#### [Selection]
:::
What does it mean to invoke metabolism for specifying an ‘urban’ animal and also for engaging urbanicity more broadly? Cities are sites of material densification. They shore up commodities from the world-over and generate effluents that produce new, industrial ecologies. Urban dwelling fosters metabolic proximities that override the assumed detachment marking metropolitan life. Borders quarantining the human from other-than-human worlds become untenable, and a visceral politics of the city fractured along highly uneven social fault lines comes to the fore. The movements of animals, feed and waste stretch cities in all kinds of directions, creating spatial intimacies that are not just in here but out there, calling for attention to processes of urbanization within and beyond the city.
Metabolism, or the ways in which organisms use and convert nutrients from one form to another, is in no way a novel concept. It has different intellectual lineages that have wielded influence in defining processes of urbanization. This brief essay, which is part of a wider research and book project entitled The Metropolis and Metabolic Life, reads two bodies of work in conjunction. The first is urban political ecology (UPE) which, building on Marx’s use of the concept of Stoffwechsel, attends to the circulatory dynamics of urban space and how they are unevenly structured by power relations. The second, more recent body of scholarship, engages with the visceral and biochemical dynamics of metabolism. Steeped in Science and Technology Studies (STS) and anthropology, this work is concerned with the industrialization of metabolism and the consequences it has for the administration and economization of life. Foregrounding corporeality, it attends to acts of ingestion, assimilation and egestion to reorient what constitutes relation, process and event.
:::
Stored records:
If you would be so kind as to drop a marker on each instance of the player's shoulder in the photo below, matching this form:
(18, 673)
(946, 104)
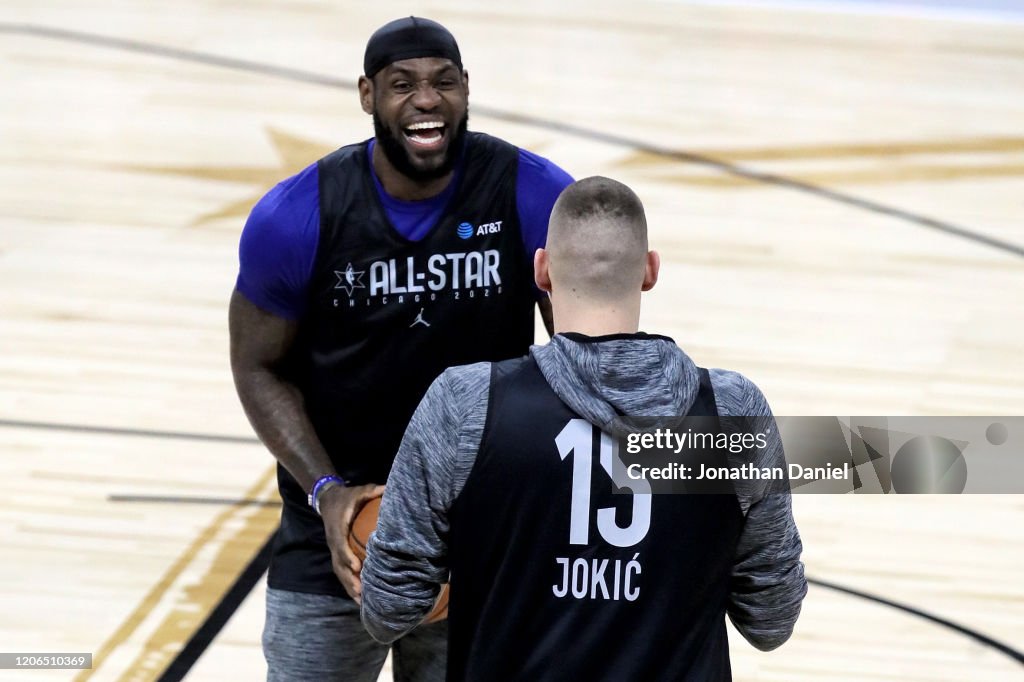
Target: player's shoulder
(736, 394)
(467, 379)
(290, 203)
(537, 170)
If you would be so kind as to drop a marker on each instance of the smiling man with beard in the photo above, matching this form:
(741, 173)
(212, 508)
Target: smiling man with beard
(361, 279)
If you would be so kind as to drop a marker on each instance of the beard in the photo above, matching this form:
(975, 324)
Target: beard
(396, 154)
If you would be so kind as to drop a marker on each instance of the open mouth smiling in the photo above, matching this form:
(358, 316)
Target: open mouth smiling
(427, 134)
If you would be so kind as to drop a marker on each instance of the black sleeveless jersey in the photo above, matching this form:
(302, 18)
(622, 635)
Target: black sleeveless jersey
(386, 315)
(554, 577)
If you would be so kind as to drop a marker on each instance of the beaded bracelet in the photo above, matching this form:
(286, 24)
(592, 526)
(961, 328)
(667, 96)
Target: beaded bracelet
(322, 484)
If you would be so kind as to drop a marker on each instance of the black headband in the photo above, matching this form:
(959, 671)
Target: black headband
(407, 39)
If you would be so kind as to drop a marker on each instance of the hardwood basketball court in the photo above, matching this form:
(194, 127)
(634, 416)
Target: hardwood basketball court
(837, 193)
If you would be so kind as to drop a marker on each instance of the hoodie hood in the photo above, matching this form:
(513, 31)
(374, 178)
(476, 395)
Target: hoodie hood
(604, 378)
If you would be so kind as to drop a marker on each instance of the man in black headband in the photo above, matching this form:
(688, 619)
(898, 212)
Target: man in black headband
(360, 280)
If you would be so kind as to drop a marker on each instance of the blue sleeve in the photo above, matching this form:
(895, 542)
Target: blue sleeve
(538, 185)
(279, 245)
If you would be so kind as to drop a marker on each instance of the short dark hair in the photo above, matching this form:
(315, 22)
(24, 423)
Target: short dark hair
(597, 239)
(599, 197)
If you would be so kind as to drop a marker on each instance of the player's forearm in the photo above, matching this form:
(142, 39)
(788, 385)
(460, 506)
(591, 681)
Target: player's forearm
(768, 582)
(276, 413)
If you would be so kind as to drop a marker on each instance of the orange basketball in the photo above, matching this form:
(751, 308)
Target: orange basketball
(363, 525)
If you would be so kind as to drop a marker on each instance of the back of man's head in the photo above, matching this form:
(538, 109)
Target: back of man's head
(597, 241)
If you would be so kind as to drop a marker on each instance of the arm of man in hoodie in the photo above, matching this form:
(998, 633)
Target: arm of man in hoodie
(407, 555)
(768, 583)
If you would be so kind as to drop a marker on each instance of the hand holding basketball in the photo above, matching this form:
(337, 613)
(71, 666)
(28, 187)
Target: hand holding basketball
(338, 508)
(363, 525)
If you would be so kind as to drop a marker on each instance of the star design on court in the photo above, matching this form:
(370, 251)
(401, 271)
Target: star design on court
(295, 153)
(349, 280)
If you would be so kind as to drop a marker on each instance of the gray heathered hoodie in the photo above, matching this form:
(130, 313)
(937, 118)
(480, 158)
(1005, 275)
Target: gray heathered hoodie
(632, 375)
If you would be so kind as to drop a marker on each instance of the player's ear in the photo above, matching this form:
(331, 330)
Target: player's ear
(650, 270)
(541, 274)
(367, 94)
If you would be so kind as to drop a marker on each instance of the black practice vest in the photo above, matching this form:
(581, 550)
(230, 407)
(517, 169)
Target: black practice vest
(386, 315)
(548, 585)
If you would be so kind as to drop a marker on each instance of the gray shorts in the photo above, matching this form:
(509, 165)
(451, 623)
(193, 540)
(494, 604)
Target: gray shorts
(320, 638)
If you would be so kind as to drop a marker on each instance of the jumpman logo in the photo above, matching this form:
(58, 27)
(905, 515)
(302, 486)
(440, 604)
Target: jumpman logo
(420, 321)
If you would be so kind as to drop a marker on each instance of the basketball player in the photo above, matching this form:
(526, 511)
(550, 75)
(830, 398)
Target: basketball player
(360, 280)
(554, 577)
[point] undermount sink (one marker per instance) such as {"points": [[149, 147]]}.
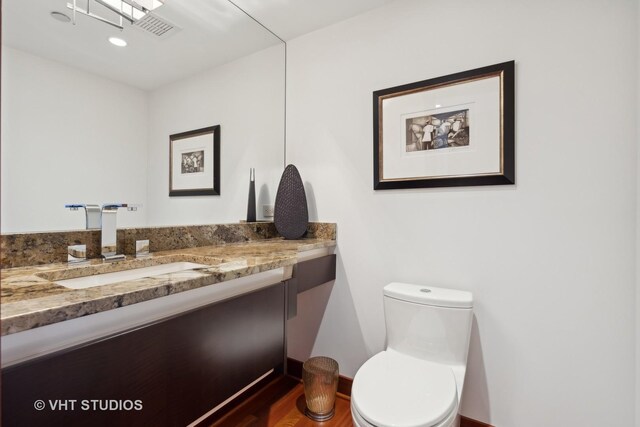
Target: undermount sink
{"points": [[126, 275]]}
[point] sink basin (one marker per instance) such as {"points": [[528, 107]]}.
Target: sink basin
{"points": [[125, 275]]}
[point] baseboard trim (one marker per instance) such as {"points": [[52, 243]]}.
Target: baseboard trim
{"points": [[294, 368], [207, 420], [469, 422]]}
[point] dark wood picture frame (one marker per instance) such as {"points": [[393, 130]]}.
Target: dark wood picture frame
{"points": [[505, 72], [214, 149]]}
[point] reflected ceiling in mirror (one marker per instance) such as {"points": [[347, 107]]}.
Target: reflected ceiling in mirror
{"points": [[85, 121], [204, 34]]}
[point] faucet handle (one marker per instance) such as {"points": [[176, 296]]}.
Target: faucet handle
{"points": [[114, 206], [76, 254], [142, 248]]}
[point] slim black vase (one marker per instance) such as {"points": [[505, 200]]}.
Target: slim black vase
{"points": [[251, 205], [291, 215]]}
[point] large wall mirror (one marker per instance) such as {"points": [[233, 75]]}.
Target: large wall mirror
{"points": [[87, 121]]}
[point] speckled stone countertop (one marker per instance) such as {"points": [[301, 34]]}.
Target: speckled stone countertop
{"points": [[30, 299]]}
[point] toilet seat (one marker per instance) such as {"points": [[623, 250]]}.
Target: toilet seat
{"points": [[392, 389]]}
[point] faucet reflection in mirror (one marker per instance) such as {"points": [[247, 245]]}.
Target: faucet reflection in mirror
{"points": [[105, 219]]}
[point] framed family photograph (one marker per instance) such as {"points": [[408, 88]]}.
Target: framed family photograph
{"points": [[455, 130], [194, 162]]}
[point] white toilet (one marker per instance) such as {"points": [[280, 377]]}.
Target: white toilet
{"points": [[417, 381]]}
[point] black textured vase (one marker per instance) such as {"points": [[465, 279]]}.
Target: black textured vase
{"points": [[251, 204], [291, 215]]}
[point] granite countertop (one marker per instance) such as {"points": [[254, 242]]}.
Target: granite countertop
{"points": [[30, 299]]}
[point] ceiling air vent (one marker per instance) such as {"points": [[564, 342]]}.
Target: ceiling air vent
{"points": [[155, 26]]}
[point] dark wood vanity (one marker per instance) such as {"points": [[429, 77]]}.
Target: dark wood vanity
{"points": [[178, 368]]}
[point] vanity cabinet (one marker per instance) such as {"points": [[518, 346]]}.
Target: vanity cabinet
{"points": [[177, 368]]}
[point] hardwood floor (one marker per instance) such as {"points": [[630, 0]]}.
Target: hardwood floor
{"points": [[281, 404]]}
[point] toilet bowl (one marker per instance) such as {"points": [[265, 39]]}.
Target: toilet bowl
{"points": [[417, 381]]}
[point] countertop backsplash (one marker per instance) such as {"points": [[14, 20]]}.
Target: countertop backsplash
{"points": [[25, 249]]}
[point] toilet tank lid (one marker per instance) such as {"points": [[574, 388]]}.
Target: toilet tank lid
{"points": [[429, 295]]}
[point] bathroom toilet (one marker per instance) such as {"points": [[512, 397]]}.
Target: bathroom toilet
{"points": [[417, 380]]}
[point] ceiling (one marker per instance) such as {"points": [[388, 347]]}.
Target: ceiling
{"points": [[210, 33]]}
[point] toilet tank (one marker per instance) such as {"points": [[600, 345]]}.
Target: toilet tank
{"points": [[428, 323]]}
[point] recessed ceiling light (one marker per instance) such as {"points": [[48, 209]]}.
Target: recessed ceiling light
{"points": [[118, 42], [59, 16]]}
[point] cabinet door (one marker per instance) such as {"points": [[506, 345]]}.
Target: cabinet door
{"points": [[178, 368]]}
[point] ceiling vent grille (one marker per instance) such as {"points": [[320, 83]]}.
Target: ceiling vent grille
{"points": [[155, 26]]}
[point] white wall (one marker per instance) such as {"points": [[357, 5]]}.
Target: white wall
{"points": [[53, 117], [638, 220], [244, 97], [551, 260]]}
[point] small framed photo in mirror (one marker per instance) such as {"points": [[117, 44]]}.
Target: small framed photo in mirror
{"points": [[194, 162]]}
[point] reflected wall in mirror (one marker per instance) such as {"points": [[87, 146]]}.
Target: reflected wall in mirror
{"points": [[85, 121]]}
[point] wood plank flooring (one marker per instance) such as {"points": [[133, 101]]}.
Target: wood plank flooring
{"points": [[281, 404]]}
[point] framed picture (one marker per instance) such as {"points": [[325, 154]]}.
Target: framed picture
{"points": [[455, 130], [194, 162]]}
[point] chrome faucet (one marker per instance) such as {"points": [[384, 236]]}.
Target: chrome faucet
{"points": [[105, 219], [92, 213]]}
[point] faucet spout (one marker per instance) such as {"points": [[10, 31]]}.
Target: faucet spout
{"points": [[109, 239], [92, 213]]}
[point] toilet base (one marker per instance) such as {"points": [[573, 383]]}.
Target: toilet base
{"points": [[320, 417]]}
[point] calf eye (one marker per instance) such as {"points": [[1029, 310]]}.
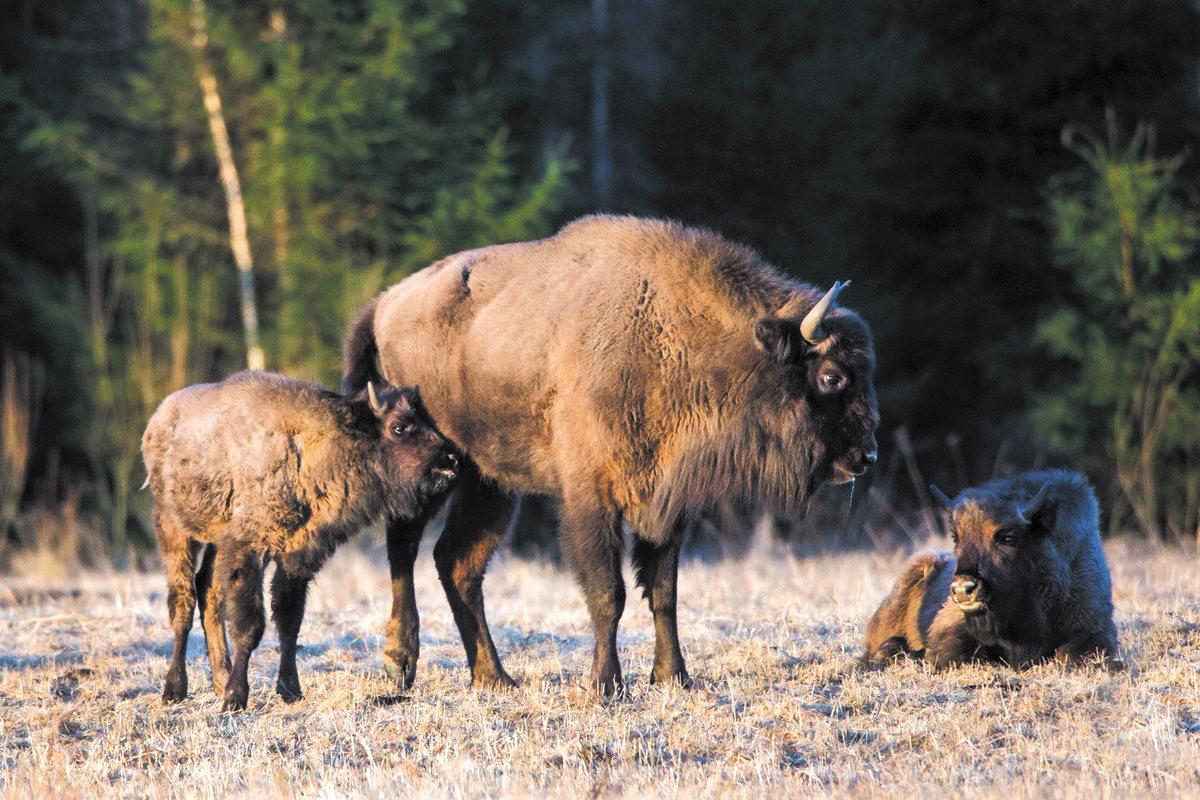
:::
#### [Exercise description]
Write out the whole passage on metabolism and the city above, word for word.

#### [The response]
What does it mean to invoke metabolism for specifying an ‘urban’ animal and also for engaging urbanicity more broadly? Cities are sites of material densification. They shore up commodities from the world-over and generate effluents that produce new, industrial ecologies. Urban dwelling fosters metabolic proximities that override the assumed detachment marking metropolitan life. Borders quarantining the human from other-than-human worlds become untenable, and a visceral politics of the city fractured along highly uneven social fault lines comes to the fore. The movements of animals, feed and waste stretch cities in all kinds of directions, creating spatial intimacies that are not just in here but out there, calling for attention to processes of urbanization within and beyond the city.
Metabolism, or the ways in which organisms use and convert nutrients from one form to another, is in no way a novel concept. It has different intellectual lineages that have wielded influence in defining processes of urbanization. This brief essay, which is part of a wider research and book project entitled The Metropolis and Metabolic Life, reads two bodies of work in conjunction. The first is urban political ecology (UPE) which, building on Marx’s use of the concept of Stoffwechsel, attends to the circulatory dynamics of urban space and how they are unevenly structured by power relations. The second, more recent body of scholarship, engages with the visceral and biochemical dynamics of metabolism. Steeped in Science and Technology Studies (STS) and anthropology, this work is concerned with the industrialization of metabolism and the consequences it has for the administration and economization of life. Foregrounding corporeality, it attends to acts of ingestion, assimilation and egestion to reorient what constitutes relation, process and event.